## Passage given
━━━

How To Keep Your Budget Under Control
How much are YOU willing to pay for a can of pop?
A few weeks ago, I went to a movie with a friend. She wanted to get a pop — I caved in and got one too.
I say caved in, because I had learned the HARD way to never buy pop, popcorn, candy or anything tentatively labeled “food” at the theater. Apparently I needed to re-learn what I already knew!
What was approximately 12 ounces (equivalent of one can) of diet coke cost $4.87. To say I was shocked, is a gross understatement!
Before I go any further I’m going to share two notes:
1. The price of pop varies widely from region to region … the principles remain the same.
2. In Canada a CAN of pop is 355 ml which is 12 fluid ounces. A small bottle of pop is one liter in both Canada and the US and a large bottle of pop is two liters.
If you are trying to live frugally and stay on a budget please understand that this discussion of POP applies to dozens and dozens of other consumable items.
When I first started freelancing I was extremely conscious of my budget. I was basically living off my savings until I could get my business going. I knew the price of EVERYTHING I purchased regularly. I STILL know the prices of things I purcase frequently … the frugal streak stuck with me. Though I am not quite fanatical about it. I refuse to waste money when driving an extra minute can result In big savings.
Paying attention to prices, and thinking ahead can save you hundreds of dollars a month and thousands of dollars a year.
Let’s talk pop.
When I lived in downtown Vancouver I would often go into Chinatown. Think “tourist trap.” On one of the streets I frequented there was a dollar store on one side of the street … and a Chinese takeout directly across on the other side of the street.
I could buy a can of COLD pop at the dollar store for $1.00 including tax. If I were stupid enough to buy a cold can of pop from the Chinese store, it would have cost me $2.50. We’re talking 20 steps.
Since it is more economical to purchase pop in two liter containers, I have several choices — I could go to one supermarket (Saveway) and pay $3.50 OR I could drive or stay on the bus for one minute more and purchase the same BRAND name for $2.50
OR, I could buy the second store’s brand name pop for $0.88. Yes you read that right — 88 cents!

━━━

## Data lines
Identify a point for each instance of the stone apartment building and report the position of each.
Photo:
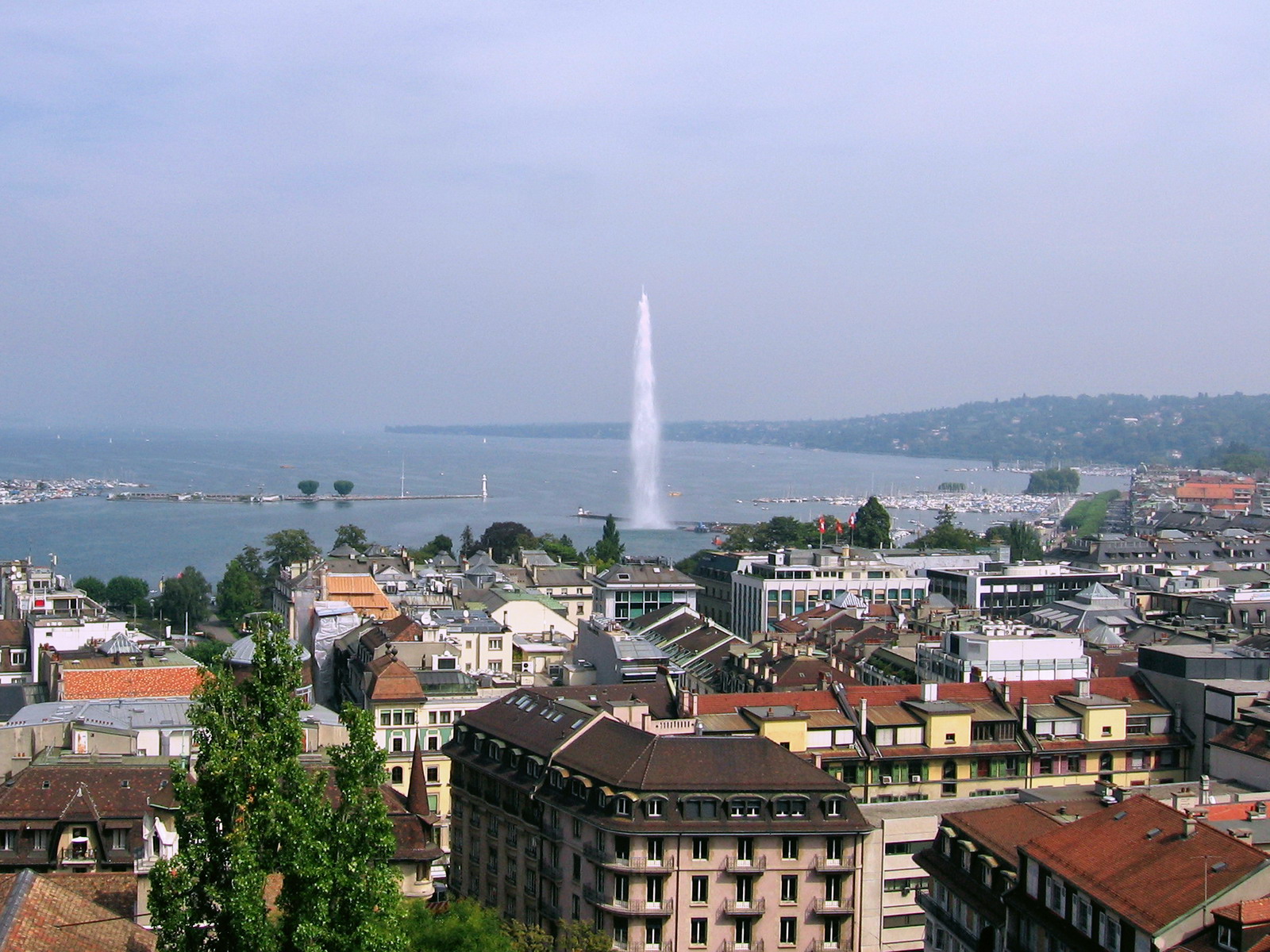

━━━

## Written task
Write the next part of the budgeting article, picking up after its last sentence. The material comes from a different source than the text.

## Response for this exercise
I almost failed math in high school, but even I can figure out that an 88 cent — 2 liter bottle of pop is WAY cheaper than a 355 ml (12 oz) can of pop, even if it does only cost $1.00.
It takes 5.5 cans of pop to make up a 2 liter bottle.
So … which would YOU choose? (all these choices are for the same amount of pop)
5.5 cans x $1.00 (dollar store) = $5.50
5.5 cans x $2.50 (take out store) = $13.75
1 two-liter bottle (brand name store #1) = $4.75
1 two-liter bottle (brand name store #2) = $3.50
1 two-liter bottle (store brand name) = $0.88
OH … and I haven’t even mentioned pop machines or gas station convenience stores!
And talking about pop machines. The vending machine companies have been testing SMART machines for the past few years. A can of pop might regularly cost you $2.50 … but let the temperature soar to sweltering and instantly that same pop will cost $3.50. Say there is a marathon happening in a specific sector of a city? YEP, you guessed right, The prices in all the smart machines can instantly be changed.
If I own the smart vending machines — THAT is smart marketing. If I want a cold pop — I just HATE it!
Now, I know that some of you are saying Store Brand Name or No Name — NO WAY! But here’s the truth … it might take a few tests, but you CAN find pop that tastes exactly the same as Coke or Pepsi.
I’ve watched several “no name” exposé documentaries. They did blind taste-testing with people who swore they would be able to taste the difference — they couldn’t.
I can easily taste the difference between Coke (my choice) or Pepsi. I buy a store brand that tastes exactly like Coke.
Ginger Ale is BIG in Canada (I often have trouble finding it in some parts of the US). The Safeway store-brand of Ginger Ale is terrible … but just down the street is another supermarket chain where the Ginger Ale taste profile is perfect.
Sometimes you just HAVE to have a Coke and you have to pay the price. Either suck it up and don’t buy (movie theaters) or go with the flow. Spending $2.50 for a can of coke now and again won’t bankrupt you. Doing it all the time, just might!
Most of the time … think ahead
and save a boatload of money.
The difference between 88 cents and $13.50
is not to be sneezed at.
Invest is a good vacuum insulated tumbler. Take it to work with you, or carry it into the theater — I’m very discrete and have NEVER had theater staff stop me.
Here’s an insulated tumbler that is similar to the one I use. It is 40 ounces (a little more than a liter), comes in a variety of colors, and has hundreds of rave reviews for both hot and icy cold. It’s less than $15 and it will last for years.
I mentioned at the beginning of this article that the same money-saving principles applies to many other items you purchase on a regular basis. Most big supermarkets have a “sale” schedule. For example they put their name brand pop and other name brand items on sale once every six weeks. Stock up when the price is at its lowest.
The quick MONEY SAVING nutshell:
- Know your prices, it will make a big difference.
- Check out several different supermarkets for all your regularly stocked groceries.
- Pay attention to the sales cycles (usually 6 or 8 weeks).
- Stock up when the prices are cheapest.
Am I a cheapskate? Maybe.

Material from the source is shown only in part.